■ **Requirements**: Output, word for word, every line from the line with "target | low brick wall" through the final line of the data below.

■ **Data extract**:

════

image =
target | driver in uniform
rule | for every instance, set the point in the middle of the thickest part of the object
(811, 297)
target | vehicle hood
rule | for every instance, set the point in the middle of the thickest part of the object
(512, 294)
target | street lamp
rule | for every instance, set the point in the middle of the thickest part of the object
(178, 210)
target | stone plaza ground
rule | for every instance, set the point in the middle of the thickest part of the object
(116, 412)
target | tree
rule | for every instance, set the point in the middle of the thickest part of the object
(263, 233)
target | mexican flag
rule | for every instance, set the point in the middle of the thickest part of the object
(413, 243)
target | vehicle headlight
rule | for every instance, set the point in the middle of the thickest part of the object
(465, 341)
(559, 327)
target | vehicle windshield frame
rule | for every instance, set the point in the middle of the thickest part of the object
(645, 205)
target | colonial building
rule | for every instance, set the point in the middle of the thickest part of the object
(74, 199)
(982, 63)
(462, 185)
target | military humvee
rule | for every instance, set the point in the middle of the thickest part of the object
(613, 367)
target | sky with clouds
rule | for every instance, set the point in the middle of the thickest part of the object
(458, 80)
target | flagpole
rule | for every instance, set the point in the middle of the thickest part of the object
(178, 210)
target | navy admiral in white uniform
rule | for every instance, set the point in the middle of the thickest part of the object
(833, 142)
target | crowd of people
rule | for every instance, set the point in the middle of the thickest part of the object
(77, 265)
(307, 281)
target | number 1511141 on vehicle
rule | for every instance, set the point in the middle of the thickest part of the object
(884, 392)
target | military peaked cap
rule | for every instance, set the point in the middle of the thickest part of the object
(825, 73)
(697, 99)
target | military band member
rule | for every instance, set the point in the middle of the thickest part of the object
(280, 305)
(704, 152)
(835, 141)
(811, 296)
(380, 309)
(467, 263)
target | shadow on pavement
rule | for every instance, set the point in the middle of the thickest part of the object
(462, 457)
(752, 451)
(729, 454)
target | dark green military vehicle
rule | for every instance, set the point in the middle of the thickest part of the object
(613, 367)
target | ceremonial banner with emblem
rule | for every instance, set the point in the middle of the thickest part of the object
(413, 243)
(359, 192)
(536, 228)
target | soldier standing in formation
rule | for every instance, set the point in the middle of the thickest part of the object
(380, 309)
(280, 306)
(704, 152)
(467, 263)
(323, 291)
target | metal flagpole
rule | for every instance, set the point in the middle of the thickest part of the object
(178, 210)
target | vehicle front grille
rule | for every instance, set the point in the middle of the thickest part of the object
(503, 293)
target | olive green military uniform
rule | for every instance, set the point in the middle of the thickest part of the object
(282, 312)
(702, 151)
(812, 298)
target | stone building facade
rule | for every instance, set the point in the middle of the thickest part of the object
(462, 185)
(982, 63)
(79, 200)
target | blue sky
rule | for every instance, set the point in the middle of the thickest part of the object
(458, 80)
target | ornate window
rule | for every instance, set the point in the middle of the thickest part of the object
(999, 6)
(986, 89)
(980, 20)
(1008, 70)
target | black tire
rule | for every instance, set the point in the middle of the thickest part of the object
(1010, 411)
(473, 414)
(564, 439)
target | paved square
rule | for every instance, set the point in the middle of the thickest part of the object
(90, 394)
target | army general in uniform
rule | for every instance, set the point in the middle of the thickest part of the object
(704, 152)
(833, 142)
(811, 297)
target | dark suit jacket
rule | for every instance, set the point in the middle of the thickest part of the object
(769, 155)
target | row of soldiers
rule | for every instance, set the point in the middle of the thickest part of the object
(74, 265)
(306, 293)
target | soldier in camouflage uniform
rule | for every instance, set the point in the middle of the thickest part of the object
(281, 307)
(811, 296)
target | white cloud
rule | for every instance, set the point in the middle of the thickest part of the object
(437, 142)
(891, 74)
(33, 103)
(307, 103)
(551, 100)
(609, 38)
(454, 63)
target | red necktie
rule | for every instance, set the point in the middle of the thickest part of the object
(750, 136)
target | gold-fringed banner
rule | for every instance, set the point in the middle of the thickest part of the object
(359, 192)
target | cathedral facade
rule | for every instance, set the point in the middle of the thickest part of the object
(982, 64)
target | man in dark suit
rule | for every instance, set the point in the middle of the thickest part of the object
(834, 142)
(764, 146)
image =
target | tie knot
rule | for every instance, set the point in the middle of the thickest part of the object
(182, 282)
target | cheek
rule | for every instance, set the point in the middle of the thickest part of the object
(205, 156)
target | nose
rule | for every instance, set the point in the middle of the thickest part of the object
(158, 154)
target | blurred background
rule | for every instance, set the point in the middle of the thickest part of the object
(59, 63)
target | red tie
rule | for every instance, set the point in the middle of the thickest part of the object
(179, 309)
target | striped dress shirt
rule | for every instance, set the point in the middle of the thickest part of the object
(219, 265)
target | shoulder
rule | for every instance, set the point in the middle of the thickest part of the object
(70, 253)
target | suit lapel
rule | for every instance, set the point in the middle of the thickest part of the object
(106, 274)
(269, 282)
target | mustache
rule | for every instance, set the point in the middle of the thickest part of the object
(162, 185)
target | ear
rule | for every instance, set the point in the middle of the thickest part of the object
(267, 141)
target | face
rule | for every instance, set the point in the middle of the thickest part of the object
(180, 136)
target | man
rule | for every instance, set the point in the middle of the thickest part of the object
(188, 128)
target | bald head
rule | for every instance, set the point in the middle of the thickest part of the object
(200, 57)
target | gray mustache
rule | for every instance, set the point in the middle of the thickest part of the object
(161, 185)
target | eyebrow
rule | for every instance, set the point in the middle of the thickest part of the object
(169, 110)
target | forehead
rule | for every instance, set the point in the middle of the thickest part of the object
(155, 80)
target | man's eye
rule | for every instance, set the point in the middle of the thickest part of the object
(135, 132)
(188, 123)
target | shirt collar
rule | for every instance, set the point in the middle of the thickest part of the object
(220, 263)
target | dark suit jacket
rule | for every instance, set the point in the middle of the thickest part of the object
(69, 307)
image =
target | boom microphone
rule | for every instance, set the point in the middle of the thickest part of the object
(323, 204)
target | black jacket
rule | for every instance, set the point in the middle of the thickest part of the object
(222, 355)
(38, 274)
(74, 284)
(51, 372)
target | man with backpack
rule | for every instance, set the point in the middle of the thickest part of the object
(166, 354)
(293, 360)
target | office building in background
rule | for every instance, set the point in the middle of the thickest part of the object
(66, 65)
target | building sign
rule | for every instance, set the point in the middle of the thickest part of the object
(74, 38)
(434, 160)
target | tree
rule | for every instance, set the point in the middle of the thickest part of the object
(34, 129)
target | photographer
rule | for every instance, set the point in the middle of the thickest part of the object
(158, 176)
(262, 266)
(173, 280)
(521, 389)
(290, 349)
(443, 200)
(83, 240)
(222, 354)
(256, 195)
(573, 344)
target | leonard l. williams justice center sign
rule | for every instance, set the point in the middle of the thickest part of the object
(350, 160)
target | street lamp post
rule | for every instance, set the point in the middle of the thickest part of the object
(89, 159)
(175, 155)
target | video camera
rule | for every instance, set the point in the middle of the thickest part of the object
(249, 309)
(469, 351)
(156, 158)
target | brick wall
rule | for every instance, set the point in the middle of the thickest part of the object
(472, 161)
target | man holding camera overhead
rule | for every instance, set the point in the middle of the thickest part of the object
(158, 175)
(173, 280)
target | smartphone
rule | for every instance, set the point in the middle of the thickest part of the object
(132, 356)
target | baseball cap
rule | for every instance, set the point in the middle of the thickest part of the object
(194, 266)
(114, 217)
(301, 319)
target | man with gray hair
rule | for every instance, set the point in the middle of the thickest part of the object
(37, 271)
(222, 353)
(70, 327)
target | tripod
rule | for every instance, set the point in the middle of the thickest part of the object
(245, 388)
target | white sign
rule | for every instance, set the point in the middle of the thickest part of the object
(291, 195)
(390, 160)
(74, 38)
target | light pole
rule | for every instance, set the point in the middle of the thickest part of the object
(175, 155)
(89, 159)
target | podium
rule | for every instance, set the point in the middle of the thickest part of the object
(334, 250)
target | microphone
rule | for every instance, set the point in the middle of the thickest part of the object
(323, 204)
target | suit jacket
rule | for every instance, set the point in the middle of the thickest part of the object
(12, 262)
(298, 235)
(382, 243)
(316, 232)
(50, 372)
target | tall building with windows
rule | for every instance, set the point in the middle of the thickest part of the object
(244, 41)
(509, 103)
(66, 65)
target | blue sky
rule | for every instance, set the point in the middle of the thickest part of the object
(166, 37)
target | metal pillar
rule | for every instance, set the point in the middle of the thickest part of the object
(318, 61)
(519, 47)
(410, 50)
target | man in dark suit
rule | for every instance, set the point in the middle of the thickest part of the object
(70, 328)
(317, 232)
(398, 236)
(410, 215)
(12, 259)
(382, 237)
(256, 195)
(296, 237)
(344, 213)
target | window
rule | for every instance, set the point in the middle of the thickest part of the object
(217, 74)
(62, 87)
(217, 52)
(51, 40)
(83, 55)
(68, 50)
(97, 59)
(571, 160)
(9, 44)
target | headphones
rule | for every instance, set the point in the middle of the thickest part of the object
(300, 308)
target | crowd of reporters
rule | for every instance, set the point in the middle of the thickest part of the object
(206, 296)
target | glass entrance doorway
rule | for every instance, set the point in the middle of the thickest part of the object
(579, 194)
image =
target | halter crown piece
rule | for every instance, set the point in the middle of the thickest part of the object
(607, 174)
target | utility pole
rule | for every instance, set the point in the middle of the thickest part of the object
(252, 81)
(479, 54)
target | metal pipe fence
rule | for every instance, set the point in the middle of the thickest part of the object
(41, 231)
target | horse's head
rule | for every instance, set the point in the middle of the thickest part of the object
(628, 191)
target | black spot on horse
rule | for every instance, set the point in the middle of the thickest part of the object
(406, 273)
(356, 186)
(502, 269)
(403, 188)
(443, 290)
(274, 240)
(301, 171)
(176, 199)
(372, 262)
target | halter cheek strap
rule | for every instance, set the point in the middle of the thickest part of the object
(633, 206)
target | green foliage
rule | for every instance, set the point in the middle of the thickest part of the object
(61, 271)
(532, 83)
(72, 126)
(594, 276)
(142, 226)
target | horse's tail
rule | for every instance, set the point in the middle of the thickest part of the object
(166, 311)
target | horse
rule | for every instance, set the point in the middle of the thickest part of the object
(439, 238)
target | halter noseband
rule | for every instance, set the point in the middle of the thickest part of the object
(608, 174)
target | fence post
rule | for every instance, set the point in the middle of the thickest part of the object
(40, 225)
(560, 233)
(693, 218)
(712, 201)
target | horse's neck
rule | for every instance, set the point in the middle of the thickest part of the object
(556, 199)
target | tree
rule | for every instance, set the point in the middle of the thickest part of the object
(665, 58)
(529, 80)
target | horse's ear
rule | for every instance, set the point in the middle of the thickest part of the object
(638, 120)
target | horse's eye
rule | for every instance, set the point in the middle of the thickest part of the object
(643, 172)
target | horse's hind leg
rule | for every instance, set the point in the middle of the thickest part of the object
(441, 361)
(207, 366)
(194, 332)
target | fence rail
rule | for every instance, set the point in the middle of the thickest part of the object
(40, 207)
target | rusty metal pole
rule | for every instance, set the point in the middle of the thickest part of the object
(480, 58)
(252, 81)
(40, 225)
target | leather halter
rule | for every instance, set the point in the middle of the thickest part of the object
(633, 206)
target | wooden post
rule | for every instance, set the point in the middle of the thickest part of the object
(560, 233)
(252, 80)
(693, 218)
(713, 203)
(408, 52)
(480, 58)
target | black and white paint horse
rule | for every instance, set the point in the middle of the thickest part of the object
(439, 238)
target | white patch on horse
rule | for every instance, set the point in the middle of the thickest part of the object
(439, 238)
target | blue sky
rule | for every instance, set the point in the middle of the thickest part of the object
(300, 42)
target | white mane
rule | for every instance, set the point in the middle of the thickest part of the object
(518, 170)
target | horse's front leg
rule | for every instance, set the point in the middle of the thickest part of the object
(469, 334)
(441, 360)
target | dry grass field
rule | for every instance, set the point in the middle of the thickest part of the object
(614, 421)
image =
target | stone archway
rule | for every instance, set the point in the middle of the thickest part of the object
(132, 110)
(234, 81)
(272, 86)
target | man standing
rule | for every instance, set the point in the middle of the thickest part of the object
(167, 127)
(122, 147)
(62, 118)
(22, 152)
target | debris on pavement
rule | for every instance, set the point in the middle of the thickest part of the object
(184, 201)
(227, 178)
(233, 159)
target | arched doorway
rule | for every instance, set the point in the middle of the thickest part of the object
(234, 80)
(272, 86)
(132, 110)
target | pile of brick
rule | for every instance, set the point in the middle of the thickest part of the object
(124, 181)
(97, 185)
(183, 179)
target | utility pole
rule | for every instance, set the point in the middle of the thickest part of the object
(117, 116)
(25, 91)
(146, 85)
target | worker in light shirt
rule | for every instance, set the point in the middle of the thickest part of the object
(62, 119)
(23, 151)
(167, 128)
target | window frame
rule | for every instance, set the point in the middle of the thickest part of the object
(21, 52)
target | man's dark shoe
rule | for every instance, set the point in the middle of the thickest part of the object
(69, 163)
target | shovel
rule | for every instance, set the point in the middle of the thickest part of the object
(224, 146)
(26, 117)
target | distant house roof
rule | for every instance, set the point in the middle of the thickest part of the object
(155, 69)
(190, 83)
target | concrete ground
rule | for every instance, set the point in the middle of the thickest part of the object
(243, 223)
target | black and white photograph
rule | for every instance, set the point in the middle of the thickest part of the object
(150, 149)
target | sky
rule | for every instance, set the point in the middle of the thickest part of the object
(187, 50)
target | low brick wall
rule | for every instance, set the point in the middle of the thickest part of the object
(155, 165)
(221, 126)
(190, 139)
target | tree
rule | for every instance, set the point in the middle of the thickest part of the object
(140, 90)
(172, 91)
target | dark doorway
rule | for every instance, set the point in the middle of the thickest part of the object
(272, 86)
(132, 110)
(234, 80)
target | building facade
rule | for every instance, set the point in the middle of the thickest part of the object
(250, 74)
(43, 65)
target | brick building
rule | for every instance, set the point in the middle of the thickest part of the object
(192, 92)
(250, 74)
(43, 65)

════

■ **Answer to the task**:
target | low brick wall
rule | for every instance, set the point in the middle of the thickest part of the object
(155, 165)
(221, 126)
(190, 139)
target | tree
rule | for every instance, set the point in the middle of the thickest part of the object
(140, 90)
(172, 91)
target | dark doorway
rule | for every instance, set the point in the middle of the thickest part of the object
(272, 86)
(132, 110)
(234, 80)
target | building facade
rule | for every instance, set the point in the middle of the thickest part of the object
(250, 74)
(43, 65)
target | brick building
rule | for every instance, set the point in the middle of the thickest part of the object
(192, 92)
(250, 74)
(43, 65)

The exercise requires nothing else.